Consegne
1 - Secondo l'articolo sul film, per quale motivo la pellicola ha messo a dura prova la pazienza di chi scrive? Spiegalo in non più di tre frasi.
2 - Riprendi l'articolo sul film, proseguendo dopo la sua ultima frase.

Articolo
E' quando Ben decide di lasciare i suoi figli nella società "normale" e tornare tra le sue foreste, che si rivela la vera onesta intellettuale del film: se vieni cresciuto con determinati valori, anche se quei valori ti portano a tutta birra verso un futuro intricato e difficile, è dura metterli in discussione e abbandonarli definitivamente senza il minimo strascico. Ben lo fa, ma alla fine sono i suoi figli che scelgono di non lasciarlo.
Ed è a questo punto, dopo un viaggio dell'intera famiglia volto a realizzare l'ultimo desiderio della madre, che la piega della loro vita prende in qualche modo una piega meno estremista e secondo me ampiamente più condivisibile.
Questo film ha messo a dura prova la mia pazienza: l'ispirazione più tangibile è certamente Into the Wild di Sean Penn; ma al tempo, io non ho amato per niente le fondamenta ideologiche di quel film e rivederle applicate pari pari alla vita non di una singola persona, ma di una famiglia intera,fino all'ultimo dei bimbi che ha 5 anni, ammetto che mi ha fatto abbastanza imbestialire.

Dati forniti
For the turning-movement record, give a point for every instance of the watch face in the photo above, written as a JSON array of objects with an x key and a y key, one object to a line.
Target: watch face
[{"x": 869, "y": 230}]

Risposte
1 - Chi scrive vi riconosce come ispirazione evidente Into the Wild di Sean Penn, di cui non aveva amato per niente le fondamenta ideologiche. Vederle riproposte pari pari non alla vita di una sola persona ma a quella di un'intera famiglia, fino al più piccolo dei bambini di 5 anni, ha provocato in chi scrive una forte irritazione.

2 -
Il film riesce, tuttavia, a virare verso un'ottica più gestibile e apprezzabile, e poco importa se alla fine tutto quello che resta è un paesaggio da cartolina: è stato come vedere Into the wild che incontra la Famiglia Bradford,con in sottofondo i Guns 'n Roses. Solo che nel film il papà è L'Aragorn de Il Signore degli Anelli e non Dick Van Patten.
A dirla tutta, a me è andata benissimo così.